# DATASET ENTRIES
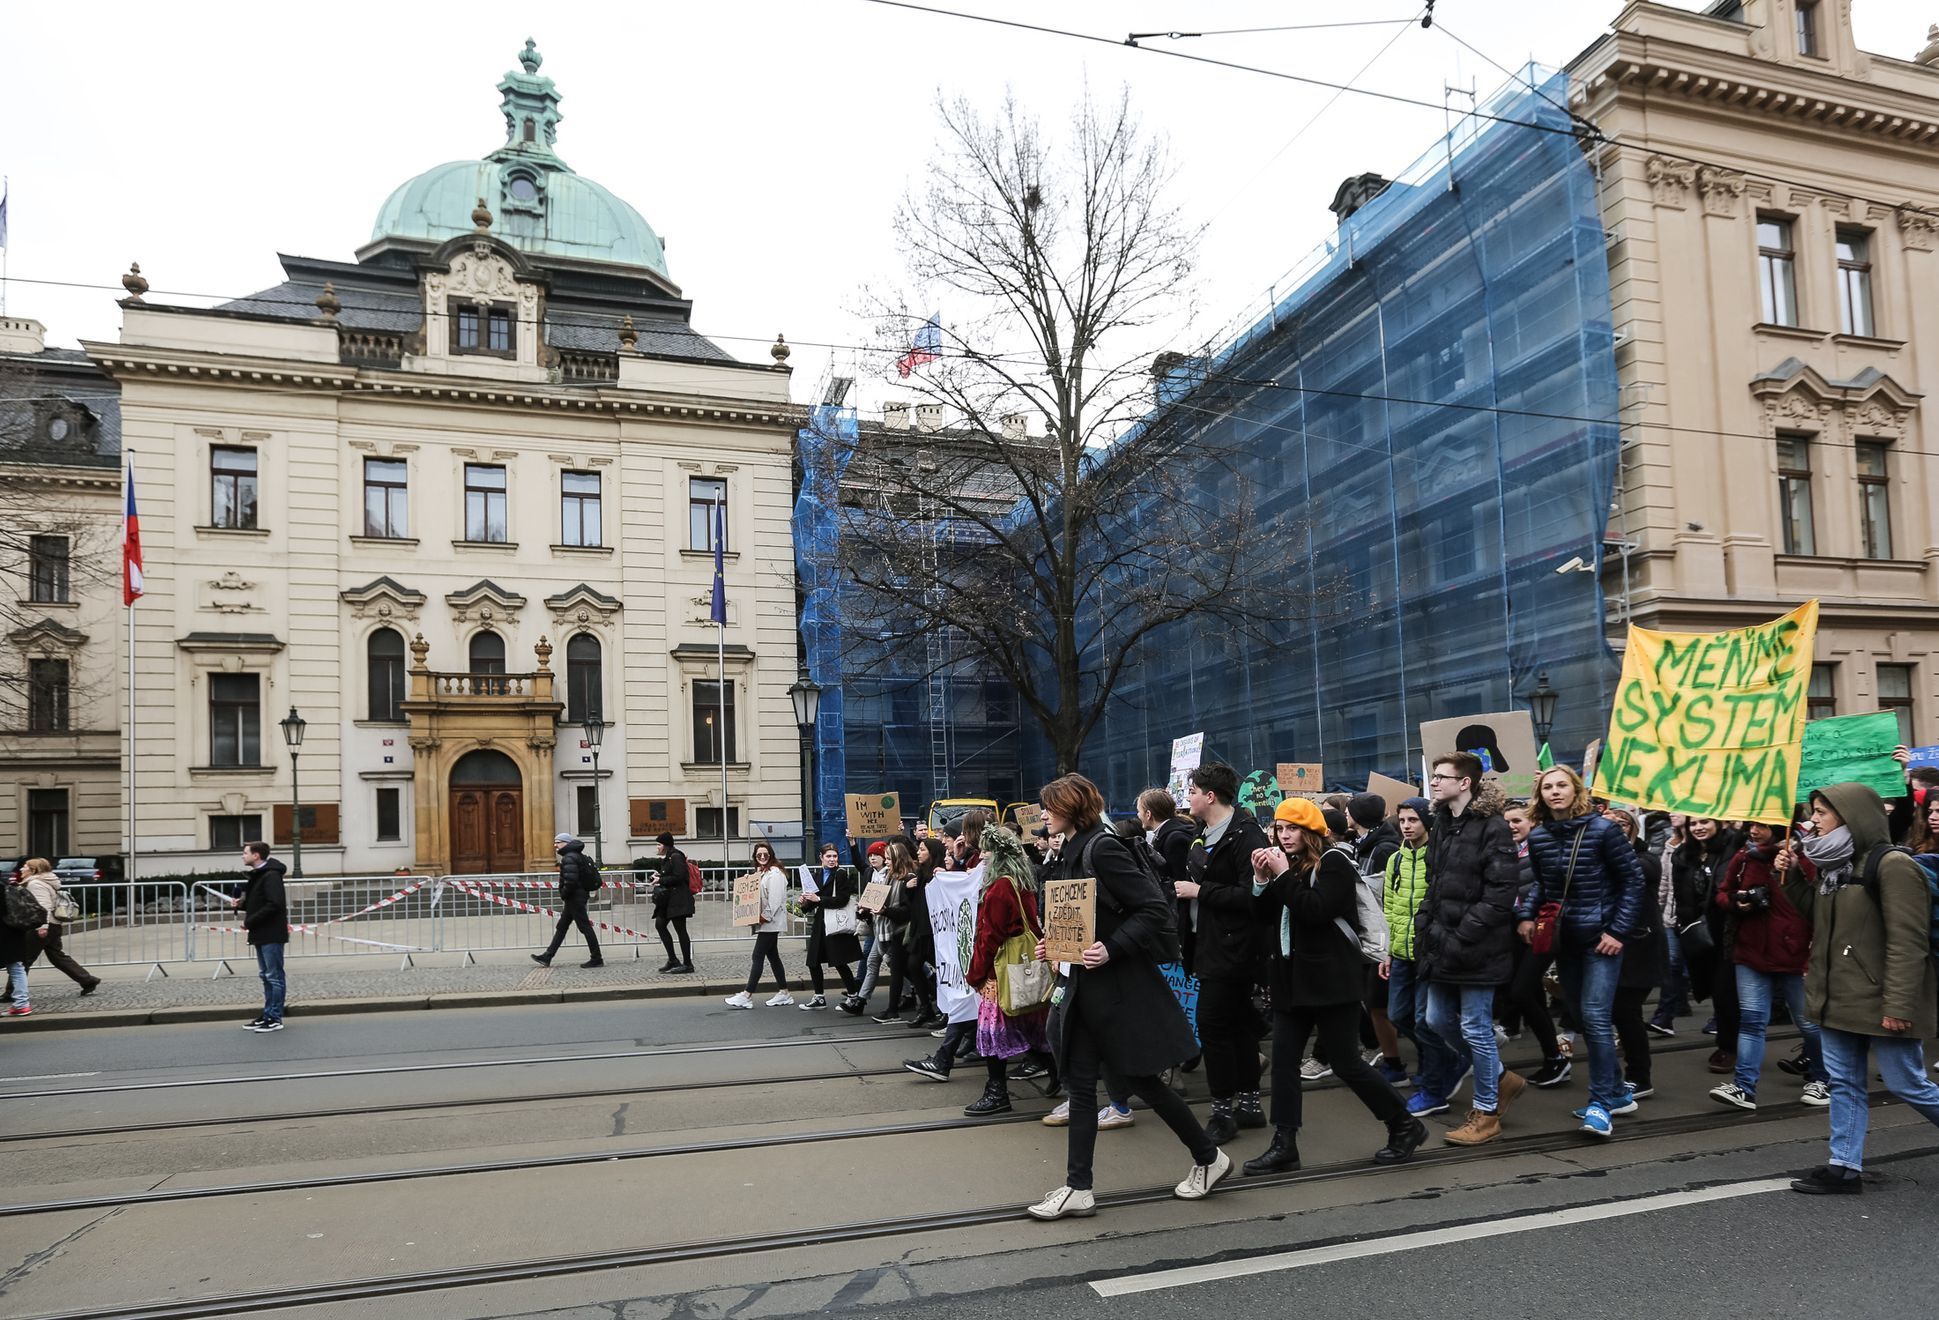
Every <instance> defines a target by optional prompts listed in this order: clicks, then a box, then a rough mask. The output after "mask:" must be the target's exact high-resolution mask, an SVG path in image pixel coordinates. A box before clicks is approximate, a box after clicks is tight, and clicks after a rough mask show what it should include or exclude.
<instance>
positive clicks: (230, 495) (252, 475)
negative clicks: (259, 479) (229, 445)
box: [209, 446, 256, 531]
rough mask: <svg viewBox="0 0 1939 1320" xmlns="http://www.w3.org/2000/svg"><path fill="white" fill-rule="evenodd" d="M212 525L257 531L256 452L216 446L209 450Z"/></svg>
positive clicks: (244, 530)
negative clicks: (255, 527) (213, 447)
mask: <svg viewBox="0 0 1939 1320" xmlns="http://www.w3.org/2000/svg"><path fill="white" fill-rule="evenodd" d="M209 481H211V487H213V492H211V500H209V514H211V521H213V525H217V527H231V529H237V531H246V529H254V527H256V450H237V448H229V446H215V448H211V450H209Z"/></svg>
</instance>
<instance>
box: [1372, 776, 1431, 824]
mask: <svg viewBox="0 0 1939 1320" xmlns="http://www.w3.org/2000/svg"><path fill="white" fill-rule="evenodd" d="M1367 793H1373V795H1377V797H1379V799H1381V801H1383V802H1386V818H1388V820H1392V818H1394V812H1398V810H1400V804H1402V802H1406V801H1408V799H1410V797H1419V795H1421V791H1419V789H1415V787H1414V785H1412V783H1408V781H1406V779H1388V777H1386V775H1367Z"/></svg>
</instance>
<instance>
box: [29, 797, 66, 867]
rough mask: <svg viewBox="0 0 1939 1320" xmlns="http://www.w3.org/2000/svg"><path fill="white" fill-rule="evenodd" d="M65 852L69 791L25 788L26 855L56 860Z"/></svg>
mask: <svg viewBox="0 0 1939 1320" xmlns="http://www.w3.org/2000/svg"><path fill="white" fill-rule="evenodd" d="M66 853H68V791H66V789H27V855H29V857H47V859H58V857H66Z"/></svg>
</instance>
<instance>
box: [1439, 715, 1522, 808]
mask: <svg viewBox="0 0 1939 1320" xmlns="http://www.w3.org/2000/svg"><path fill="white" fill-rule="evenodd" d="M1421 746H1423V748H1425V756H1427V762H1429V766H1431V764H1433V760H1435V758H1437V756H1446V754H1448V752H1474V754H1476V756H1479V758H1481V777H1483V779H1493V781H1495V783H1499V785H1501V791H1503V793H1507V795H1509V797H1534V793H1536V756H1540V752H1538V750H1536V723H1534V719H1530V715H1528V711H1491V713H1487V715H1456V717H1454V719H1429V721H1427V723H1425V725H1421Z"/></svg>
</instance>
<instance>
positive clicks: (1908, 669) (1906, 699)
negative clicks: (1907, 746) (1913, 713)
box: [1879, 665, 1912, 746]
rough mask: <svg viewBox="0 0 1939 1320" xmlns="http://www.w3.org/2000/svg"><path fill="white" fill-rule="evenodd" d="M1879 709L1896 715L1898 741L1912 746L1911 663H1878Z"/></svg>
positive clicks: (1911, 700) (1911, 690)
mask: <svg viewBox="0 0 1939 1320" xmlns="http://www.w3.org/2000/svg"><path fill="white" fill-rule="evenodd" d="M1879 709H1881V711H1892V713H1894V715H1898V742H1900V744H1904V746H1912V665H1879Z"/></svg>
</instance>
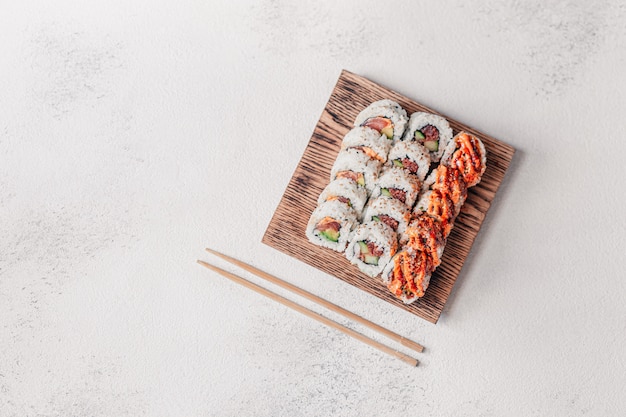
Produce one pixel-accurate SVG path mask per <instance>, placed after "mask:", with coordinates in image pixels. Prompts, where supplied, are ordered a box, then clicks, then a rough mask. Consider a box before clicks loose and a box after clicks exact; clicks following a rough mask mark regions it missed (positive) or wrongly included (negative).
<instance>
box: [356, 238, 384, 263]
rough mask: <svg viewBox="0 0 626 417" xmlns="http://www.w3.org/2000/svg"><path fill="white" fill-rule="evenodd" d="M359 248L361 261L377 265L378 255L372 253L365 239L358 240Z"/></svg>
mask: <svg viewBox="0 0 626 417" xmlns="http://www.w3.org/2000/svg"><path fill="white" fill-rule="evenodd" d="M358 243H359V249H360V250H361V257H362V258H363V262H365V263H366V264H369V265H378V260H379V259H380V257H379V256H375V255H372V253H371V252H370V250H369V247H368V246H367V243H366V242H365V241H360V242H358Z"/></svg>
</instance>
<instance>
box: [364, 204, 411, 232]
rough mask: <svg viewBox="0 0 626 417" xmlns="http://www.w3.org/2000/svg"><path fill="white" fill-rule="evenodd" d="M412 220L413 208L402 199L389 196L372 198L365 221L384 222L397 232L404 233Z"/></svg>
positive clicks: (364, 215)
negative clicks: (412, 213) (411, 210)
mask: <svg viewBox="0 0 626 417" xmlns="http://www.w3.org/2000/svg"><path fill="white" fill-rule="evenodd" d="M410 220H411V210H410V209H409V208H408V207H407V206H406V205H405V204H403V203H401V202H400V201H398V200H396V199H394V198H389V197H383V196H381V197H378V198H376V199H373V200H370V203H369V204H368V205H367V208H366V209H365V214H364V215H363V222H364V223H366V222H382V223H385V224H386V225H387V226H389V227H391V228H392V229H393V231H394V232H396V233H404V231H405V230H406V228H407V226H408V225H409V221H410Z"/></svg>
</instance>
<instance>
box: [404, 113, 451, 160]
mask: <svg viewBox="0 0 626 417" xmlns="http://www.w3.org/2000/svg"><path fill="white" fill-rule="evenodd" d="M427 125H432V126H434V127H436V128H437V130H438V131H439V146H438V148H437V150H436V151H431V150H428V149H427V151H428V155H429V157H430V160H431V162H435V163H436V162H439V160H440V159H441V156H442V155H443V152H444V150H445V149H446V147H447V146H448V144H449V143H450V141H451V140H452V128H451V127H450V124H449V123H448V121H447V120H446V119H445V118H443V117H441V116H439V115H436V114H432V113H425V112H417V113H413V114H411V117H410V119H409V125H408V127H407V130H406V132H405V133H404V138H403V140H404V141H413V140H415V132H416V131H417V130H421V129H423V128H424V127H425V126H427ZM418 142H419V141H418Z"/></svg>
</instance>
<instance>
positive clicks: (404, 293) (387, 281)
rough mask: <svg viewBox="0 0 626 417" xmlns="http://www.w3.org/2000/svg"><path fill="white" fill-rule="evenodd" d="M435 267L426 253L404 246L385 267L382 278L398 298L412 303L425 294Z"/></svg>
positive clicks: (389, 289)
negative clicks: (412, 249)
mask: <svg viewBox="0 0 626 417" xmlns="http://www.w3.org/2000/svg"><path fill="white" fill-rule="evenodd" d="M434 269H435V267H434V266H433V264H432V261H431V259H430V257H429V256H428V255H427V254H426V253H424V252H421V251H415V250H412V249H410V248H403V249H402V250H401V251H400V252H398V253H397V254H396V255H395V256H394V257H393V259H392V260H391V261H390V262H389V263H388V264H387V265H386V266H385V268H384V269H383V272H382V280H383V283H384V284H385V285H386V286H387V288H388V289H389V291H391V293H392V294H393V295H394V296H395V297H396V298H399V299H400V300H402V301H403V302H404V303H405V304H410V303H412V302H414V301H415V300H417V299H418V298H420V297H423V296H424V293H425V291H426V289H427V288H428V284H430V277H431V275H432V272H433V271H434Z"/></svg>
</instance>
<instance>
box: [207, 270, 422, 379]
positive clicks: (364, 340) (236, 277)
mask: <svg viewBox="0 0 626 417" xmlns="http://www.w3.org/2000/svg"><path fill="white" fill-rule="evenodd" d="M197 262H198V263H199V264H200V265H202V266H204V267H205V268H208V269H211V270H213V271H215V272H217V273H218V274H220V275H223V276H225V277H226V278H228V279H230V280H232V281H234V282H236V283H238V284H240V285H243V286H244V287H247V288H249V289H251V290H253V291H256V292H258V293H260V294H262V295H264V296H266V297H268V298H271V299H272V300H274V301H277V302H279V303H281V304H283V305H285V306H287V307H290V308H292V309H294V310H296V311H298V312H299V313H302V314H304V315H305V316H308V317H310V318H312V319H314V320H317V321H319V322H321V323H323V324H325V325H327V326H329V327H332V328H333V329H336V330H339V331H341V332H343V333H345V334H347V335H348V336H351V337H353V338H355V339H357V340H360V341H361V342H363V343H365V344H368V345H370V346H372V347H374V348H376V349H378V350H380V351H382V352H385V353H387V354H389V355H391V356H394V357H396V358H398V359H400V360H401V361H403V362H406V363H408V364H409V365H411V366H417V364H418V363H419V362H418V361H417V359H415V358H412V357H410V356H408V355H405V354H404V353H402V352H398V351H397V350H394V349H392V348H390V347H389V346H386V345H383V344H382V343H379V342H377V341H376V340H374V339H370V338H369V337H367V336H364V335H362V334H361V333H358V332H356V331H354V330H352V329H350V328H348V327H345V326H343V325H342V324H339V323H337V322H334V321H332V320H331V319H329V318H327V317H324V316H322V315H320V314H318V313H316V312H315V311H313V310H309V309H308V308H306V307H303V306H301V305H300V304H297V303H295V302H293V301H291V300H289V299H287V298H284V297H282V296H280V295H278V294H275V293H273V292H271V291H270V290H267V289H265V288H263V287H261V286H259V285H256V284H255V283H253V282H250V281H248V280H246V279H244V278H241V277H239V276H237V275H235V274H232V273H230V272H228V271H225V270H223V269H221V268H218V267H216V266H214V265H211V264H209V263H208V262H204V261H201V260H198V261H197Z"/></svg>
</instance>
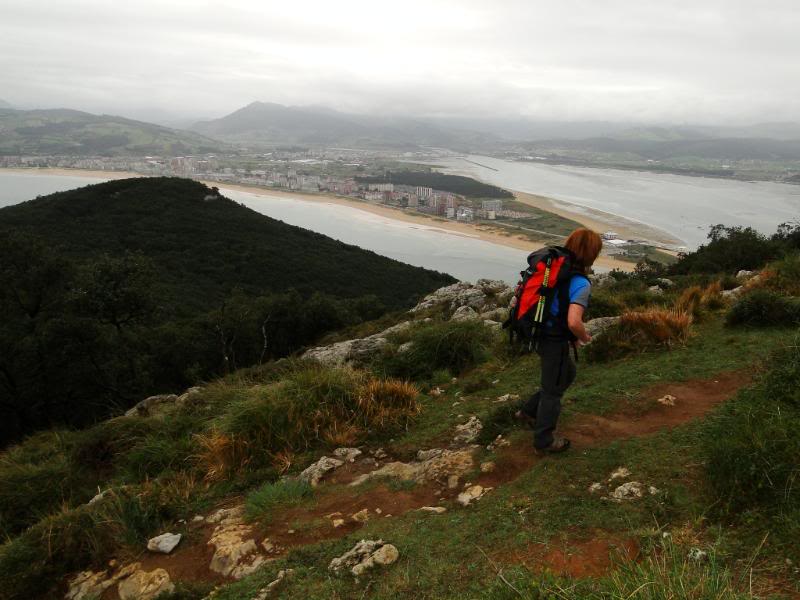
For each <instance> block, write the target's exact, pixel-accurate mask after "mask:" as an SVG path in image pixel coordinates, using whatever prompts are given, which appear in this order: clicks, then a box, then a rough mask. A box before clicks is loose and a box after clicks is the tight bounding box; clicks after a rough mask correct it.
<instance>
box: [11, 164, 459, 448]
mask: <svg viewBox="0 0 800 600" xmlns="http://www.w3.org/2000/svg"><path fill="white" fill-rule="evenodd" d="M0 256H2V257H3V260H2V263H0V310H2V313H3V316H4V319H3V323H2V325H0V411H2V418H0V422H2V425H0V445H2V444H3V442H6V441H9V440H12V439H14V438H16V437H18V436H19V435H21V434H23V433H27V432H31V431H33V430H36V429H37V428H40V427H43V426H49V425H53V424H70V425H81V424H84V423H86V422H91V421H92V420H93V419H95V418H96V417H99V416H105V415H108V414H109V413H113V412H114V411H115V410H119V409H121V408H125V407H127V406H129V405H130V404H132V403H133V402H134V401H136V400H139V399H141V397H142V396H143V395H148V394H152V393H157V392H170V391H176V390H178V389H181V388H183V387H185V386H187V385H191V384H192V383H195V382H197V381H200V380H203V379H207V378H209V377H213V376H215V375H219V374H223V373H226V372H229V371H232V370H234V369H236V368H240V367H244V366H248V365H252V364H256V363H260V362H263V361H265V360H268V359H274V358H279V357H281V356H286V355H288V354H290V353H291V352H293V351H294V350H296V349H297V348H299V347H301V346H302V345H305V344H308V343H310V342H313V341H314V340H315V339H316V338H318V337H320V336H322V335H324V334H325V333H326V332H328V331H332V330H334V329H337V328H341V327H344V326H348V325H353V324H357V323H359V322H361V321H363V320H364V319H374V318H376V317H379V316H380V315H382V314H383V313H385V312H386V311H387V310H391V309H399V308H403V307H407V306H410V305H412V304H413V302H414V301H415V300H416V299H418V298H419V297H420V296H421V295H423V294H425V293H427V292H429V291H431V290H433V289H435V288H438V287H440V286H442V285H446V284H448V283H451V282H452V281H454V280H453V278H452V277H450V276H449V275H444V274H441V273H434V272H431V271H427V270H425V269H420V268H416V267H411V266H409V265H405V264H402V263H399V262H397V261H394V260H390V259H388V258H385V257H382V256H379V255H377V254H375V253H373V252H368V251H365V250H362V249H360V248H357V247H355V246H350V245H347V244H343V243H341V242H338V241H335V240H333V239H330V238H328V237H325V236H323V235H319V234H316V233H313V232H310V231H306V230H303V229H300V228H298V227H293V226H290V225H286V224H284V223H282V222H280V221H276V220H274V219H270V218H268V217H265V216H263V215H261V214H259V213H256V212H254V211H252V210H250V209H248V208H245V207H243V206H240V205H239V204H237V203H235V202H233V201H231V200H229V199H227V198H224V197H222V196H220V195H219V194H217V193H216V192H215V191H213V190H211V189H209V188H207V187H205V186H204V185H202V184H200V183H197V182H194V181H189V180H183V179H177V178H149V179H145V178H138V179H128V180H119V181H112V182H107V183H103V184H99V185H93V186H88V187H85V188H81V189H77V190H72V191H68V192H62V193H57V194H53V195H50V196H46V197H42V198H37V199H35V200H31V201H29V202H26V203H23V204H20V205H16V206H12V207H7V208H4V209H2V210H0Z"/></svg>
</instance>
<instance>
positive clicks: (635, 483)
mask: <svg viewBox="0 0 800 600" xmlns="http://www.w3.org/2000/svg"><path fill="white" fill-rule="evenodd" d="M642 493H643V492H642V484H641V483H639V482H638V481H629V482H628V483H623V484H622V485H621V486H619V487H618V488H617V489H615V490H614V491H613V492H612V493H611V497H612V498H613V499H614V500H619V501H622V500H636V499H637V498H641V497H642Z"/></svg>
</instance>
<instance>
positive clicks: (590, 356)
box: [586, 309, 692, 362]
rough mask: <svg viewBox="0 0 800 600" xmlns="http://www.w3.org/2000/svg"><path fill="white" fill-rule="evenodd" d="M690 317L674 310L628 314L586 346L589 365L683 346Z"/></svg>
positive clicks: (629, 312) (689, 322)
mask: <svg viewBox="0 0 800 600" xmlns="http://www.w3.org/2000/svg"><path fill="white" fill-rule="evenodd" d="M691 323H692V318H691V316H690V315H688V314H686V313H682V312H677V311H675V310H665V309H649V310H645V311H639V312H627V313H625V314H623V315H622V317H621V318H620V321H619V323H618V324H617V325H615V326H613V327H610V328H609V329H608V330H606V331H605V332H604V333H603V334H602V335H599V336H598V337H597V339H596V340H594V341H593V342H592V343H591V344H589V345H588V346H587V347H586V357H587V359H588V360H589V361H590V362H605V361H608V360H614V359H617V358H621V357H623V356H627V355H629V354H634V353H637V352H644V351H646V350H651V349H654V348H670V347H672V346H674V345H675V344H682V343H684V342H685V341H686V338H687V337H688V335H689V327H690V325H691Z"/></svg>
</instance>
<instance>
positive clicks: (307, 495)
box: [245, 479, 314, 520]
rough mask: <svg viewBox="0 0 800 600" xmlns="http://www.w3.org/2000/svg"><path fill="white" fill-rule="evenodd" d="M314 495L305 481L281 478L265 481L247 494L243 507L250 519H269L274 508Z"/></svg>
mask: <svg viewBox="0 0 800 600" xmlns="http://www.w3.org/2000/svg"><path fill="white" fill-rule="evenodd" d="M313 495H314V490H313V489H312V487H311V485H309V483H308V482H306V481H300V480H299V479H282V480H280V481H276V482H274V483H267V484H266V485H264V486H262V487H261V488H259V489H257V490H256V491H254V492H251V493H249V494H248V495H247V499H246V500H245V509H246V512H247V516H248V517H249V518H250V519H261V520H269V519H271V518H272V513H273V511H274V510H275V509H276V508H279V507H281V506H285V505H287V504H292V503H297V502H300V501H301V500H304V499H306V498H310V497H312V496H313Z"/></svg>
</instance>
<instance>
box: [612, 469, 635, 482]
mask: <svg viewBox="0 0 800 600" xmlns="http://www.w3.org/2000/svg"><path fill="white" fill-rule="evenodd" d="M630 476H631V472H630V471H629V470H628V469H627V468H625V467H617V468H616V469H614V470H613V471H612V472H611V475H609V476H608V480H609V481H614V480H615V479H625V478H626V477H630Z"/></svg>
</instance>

# WHAT YOU SHOULD DO
Copy exactly the lines running from the beginning of the listing through the line that has "box: [209, 446, 256, 531]". Drop the pictures.

# EXERCISE ANSWER
Every <instance> defines a target by optional prompts listed in this order: clicks, then a box, then a rough mask. The output after "mask:" must be the target's exact high-resolution mask, an SVG path in image pixel coordinates. A box before clicks is approximate, a box after clicks is tight, and clicks after a rough mask show what it should include or exclude.
<instance>
positive clicks: (230, 495) (252, 475)
negative clicks: (259, 479) (229, 445)
box: [209, 446, 256, 531]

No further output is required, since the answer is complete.